** Opening Extract provided block **

Reasons to ride
Published 5:46 pm Saturday, February 16, 2013
Suffolk residents who ride in the American Diabetes Association’s Tour de Cure all have their own reasons.
Ronald F. Mosher, who will ride in his fifth Tour this year, got into bicycling through a friend at work. He now rides in the Tour for the enjoyment, the exercise and to help find a cure for diabetes because he has family members with diabetes.
Michelle de Poo will ride in her first Tour this year. She got involved because her company, Allfirst, is trying to encourage more community involvement among its employees, and she has Type 1 diabetes.
There are only nine weeks until the Tour de Cure, which returns to the city on April 20 after a successful introduction to Suffolk last year. The cycling event takes riders departing from King’s Fork High School on their choice of a 10-mile, 30-mile, 65-mile or 100-mile course to raise money for a cure for diabetes.
“I think it’s a more enjoyable ride now that they moved it to Suffolk,” Mosher said. “We don’t have near as much traffic as we did before.”
Mosher said his friend at work got him interested in riding the Tour de Cure with him. Mosher started with the 65-mile ride but moved up to the 100-miler the very next year.
Though Mosher doesn’t have diabetes himself, the ride has also helped him manage some risk factors, he said.
“The spin classes I take for the training have improved my health a lot,” he said. “My cholesterol and blood pressure are normal now.”
Mosher rides for Team Raytheon, and he and his co-workers raised about $1,500 for the American Diabetes Association last year.
Michelle de Poo also got involved with the Tour through work, when her company began encouraging more volunteerism. She initially signed up to volunteer for the Tour but then decided she wanted to ride.
“I had no plans of actually riding,” she said. “I’m not even sure if I can make these 30 miles, but I’m going to try my hardest.”

** Closing Extract provided block **

Your objective
Extract the full article about Suffolk riders in the Tour de Cure, reproducing every line word for word.

** Opening Available data block **

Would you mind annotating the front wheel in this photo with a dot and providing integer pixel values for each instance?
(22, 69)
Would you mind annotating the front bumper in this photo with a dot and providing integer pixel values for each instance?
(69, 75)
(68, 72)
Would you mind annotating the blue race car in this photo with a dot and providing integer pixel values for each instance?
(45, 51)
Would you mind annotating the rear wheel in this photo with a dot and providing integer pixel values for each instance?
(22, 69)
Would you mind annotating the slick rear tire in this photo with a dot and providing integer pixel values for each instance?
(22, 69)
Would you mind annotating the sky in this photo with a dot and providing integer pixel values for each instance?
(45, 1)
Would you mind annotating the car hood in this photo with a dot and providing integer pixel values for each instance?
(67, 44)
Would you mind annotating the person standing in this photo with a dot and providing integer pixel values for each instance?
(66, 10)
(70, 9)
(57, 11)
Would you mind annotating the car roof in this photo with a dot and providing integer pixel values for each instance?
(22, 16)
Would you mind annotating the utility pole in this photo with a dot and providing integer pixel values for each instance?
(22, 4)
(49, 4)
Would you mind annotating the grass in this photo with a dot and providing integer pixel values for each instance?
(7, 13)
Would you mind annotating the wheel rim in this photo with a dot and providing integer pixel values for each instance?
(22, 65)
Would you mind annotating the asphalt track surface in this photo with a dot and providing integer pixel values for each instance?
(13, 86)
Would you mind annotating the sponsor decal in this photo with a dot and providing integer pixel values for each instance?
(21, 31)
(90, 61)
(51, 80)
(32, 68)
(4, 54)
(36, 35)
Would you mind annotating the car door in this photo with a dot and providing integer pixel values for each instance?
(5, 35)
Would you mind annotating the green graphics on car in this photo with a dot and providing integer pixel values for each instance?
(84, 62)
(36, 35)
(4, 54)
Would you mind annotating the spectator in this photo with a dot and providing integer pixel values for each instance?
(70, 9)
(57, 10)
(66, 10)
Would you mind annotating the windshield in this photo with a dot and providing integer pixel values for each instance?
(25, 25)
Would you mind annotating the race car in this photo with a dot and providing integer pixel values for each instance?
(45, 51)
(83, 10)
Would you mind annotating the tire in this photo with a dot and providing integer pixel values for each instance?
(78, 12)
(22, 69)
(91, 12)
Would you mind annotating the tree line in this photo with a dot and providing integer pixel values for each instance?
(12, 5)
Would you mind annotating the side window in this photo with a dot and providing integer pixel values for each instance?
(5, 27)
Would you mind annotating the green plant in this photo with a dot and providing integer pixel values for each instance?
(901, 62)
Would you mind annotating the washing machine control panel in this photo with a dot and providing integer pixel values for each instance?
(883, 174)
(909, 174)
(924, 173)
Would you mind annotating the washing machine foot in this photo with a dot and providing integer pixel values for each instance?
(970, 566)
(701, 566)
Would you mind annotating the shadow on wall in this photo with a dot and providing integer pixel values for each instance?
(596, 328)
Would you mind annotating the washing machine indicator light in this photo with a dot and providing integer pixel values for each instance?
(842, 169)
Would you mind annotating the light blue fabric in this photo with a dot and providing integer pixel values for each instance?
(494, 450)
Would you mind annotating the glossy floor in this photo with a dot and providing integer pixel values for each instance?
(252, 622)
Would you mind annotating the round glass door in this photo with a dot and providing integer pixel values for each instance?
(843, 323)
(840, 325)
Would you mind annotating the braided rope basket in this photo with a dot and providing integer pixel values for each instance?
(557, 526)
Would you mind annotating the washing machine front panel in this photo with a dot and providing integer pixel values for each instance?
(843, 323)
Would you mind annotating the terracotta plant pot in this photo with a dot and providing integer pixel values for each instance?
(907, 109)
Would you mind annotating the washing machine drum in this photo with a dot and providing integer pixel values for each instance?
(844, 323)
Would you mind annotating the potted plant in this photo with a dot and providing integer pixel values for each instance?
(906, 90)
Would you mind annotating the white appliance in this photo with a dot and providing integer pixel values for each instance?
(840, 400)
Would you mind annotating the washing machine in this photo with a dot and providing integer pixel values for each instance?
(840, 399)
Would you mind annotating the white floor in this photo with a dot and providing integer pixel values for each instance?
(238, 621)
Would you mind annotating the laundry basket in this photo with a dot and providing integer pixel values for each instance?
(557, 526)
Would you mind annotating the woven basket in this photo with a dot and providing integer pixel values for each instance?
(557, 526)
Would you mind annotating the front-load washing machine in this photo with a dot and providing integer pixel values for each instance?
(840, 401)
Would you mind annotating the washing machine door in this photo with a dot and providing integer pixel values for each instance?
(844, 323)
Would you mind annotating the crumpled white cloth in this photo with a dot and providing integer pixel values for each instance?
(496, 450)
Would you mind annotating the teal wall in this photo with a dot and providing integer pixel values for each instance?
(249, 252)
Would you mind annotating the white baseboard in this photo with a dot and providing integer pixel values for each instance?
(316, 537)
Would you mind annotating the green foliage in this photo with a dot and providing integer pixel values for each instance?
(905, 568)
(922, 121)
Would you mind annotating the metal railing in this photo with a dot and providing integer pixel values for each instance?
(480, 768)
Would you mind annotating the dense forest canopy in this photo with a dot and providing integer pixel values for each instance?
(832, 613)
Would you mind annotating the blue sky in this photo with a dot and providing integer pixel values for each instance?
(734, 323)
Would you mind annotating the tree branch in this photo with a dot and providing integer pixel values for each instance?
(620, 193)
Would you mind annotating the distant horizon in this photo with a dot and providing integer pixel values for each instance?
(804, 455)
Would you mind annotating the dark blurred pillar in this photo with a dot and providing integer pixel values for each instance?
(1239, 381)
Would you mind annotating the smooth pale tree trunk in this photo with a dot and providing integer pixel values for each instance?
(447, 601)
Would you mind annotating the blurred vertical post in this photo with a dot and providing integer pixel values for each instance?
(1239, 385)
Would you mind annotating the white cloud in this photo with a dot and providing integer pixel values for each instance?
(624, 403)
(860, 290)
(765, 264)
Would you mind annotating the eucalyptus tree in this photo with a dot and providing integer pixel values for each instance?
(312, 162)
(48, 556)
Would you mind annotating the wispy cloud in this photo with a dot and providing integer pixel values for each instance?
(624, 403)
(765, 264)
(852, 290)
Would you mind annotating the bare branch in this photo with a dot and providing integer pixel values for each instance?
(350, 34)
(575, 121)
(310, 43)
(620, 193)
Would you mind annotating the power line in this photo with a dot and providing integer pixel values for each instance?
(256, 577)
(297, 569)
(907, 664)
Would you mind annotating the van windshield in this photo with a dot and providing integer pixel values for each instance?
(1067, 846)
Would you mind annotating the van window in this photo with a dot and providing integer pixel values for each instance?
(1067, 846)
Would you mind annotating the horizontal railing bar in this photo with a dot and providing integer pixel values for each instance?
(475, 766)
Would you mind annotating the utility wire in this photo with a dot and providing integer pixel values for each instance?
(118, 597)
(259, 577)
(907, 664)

** Closing Available data block **

Task result
Reasons to ride
Published 5:46 pm Saturday, February 16, 2013
Suffolk residents who ride in the American Diabetes Association’s Tour de Cure all have their own reasons.
Ronald F. Mosher, who will ride in his fifth Tour this year, got into bicycling through a friend at work. He now rides in the Tour for the enjoyment, the exercise and to help find a cure for diabetes because he has family members with diabetes.
Michelle de Poo will ride in her first Tour this year. She got involved because her company, Allfirst, is trying to encourage more community involvement among its employees, and she has Type 1 diabetes.
There are only nine weeks until the Tour de Cure, which returns to the city on April 20 after a successful introduction to Suffolk last year. The cycling event takes riders departing from King’s Fork High School on their choice of a 10-mile, 30-mile, 65-mile or 100-mile course to raise money for a cure for diabetes.
“I think it’s a more enjoyable ride now that they moved it to Suffolk,” Mosher said. “We don’t have near as much traffic as we did before.”
Mosher said his friend at work got him interested in riding the Tour de Cure with him. Mosher started with the 65-mile ride but moved up to the 100-miler the very next year.
Though Mosher doesn’t have diabetes himself, the ride has also helped him manage some risk factors, he said.
“The spin classes I take for the training have improved my health a lot,” he said. “My cholesterol and blood pressure are normal now.”
Mosher rides for Team Raytheon, and he and his co-workers raised about $1,500 for the American Diabetes Association last year.
Michelle de Poo also got involved with the Tour through work, when her company began encouraging more volunteerism. She initially signed up to volunteer for the Tour but then decided she wanted to ride.
“I had no plans of actually riding,” she said. “I’m not even sure if I can make these 30 miles, but I’m going to try my hardest.”